__YOUR INSTRUCTIONS__:
Render the lines below as a Markdown table with two columns, Row and Line, numbering each row and leaving out any blank lines.

__PROVIDED RECORDS__:
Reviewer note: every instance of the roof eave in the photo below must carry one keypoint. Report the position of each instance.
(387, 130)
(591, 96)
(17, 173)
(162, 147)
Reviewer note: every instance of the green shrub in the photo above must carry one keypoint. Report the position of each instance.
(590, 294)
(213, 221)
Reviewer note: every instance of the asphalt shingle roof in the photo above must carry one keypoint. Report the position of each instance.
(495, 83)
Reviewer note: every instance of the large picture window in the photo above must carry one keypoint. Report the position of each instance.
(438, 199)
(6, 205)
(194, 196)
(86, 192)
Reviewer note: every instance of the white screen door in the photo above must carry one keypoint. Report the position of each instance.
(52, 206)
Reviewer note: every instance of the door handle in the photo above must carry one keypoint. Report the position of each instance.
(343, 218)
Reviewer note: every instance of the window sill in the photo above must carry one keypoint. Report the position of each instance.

__EXERCISE OUTPUT__:
| Row | Line |
|---|---|
| 1 | Reviewer note: every instance of the roof eave in the photo below must carry one keypoint. Report the position of each instance. |
| 2 | (387, 130) |
| 3 | (591, 96) |
| 4 | (17, 173) |
| 5 | (162, 147) |
| 6 | Reviewer note: every instance of the green shrub in the photo above must carry one keypoint. Report the position of each instance. |
| 7 | (590, 294) |
| 8 | (213, 221) |
| 9 | Reviewer note: every instance of the asphalt shingle roof in the photo above must carry one keypoint. Report the position of each instance. |
| 10 | (495, 83) |
| 11 | Reviewer note: every instance of the large picture window in the photo above must carry one keypoint. Report the position of each instance. |
| 12 | (438, 199) |
| 13 | (6, 205) |
| 14 | (194, 196) |
| 15 | (86, 192) |
| 16 | Reviewer note: every instance of the white screen door in the photo above must carry one keypoint. Report the position of each instance. |
| 17 | (52, 206) |
| 18 | Reviewer note: every instance of the door handle in the photo above must carry one keypoint. Report the position of each instance. |
| 19 | (343, 218) |
| 20 | Reviewer note: every instance of the window sill in the photo above must carry one keypoint. Report the position of each instance. |